* **Tasks to complete**
1. Transcribe the stretch of the eating disorder guidance from "- Do food or" through "weight and/or eating?".
2. In the eating disorder guidance, which questions adapted from the SCOFF questionnaire should providers ask a patient?
BEGIN Selected text
If you notice signs of an eating disorder in a patient you treat or someone you love, acknowledge it. Don’t ignore the feeling you have that something might be wrong or justify disordered behaviors with an alternative explanation. Early detection and intervention are critical to a person’s recovery.
1. Ask the person about the signs you notice.
Open the conversation with your patient or loved one by expressing concern about the signs you see.
- Providers: Ask if your patient is willing to discuss their eating habits with you: “I’m concerned about your eating (or weight, body image, etc.). May we discuss how you typically eat and your relationship with food?” Then ask the following six questions, adapted from the SCOFF questionnaire (Morgan, Reid, and Lacey, 1999):
- Do you feel like you sometimes lose or have lost control over how you eat?
- Do you ever make yourself sick because you feel uncomfortably full?
- Do you believe yourself to be fat, even when others say you are too thin?
- Do food or thoughts about food dominate your life?
- Do thoughts about changing your body and/or your weight dominate your life?
- Have others become worried about your weight and/or eating?
- Loved ones: Share your concerns, providing examples of eating habits or disordered behaviors you’ve noticed. Approach the conversation with gentle compassion and care, understanding that eating disorders are illnesses shrouded in shame.
2. Connect the person to eating disorder treatment.
If you suspect an eating disorder, connect your patient or loved one with a specialty treatment center such as The Emily Program. Eating disorders are assessed and treated most effectively by specialists who provide multidisciplinary and evidence-based support.
- Providers: To refer your patient to The Emily Program, call us at 1-888-364-5977, use our online referral form, or direct your patient to our website to request an eating disorder assessment.
- Loved ones: To find care for your child, call us at 1-888-364-5977 or complete our online form. For adult friends and family members, pass along our number or show them our website to help them get started with care.
3. Stay connected and informed.
- Providers: To stay informed of your patient’s progress throughout their eating disorder treatment, ask them to complete a Release of Information form so that we have permission to share health information with you. Learn more about eating disorders by attending one of our education or networking events.
- Loved ones: Getting support and education around your loved one’s illness can help you in understanding and supporting them. Check out our resources and support options for families and friends to learn more about eating disorders and connect with others in a similar situation.
While summer may present additional challenges for those with eating disorders, it can also be the season your patient or loved one finds help. Professional support is key to understanding and caring for these complex illnesses so that people can fully enjoy health in recovery, no matter the season.
END Selected text
BEGIN Data for review
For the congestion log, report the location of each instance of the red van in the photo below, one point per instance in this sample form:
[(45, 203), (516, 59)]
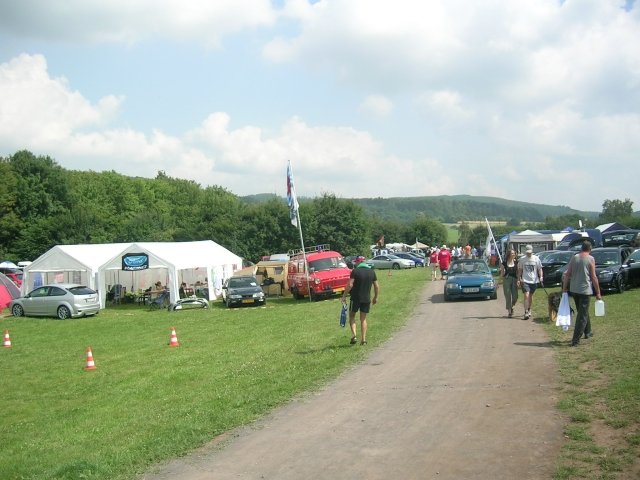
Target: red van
[(317, 272)]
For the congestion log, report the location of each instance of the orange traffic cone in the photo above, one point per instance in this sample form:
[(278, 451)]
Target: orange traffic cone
[(173, 341), (90, 363)]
END Data for review
* **Answers below**
1.
- Do food or thoughts about food dominate your life?
- Do thoughts about changing your body and/or your weight dominate your life?
- Have others become worried about your weight and/or eating?

2.
- Do you feel like you sometimes lose or have lost control over how you eat?
- Do you ever make yourself sick because you feel uncomfortably full?
- Do you believe yourself to be fat, even when others say you are too thin?
- Do food or thoughts about food dominate your life?
- Do thoughts about changing your body and/or your weight dominate your life?
- Have others become worried about your weight and/or eating?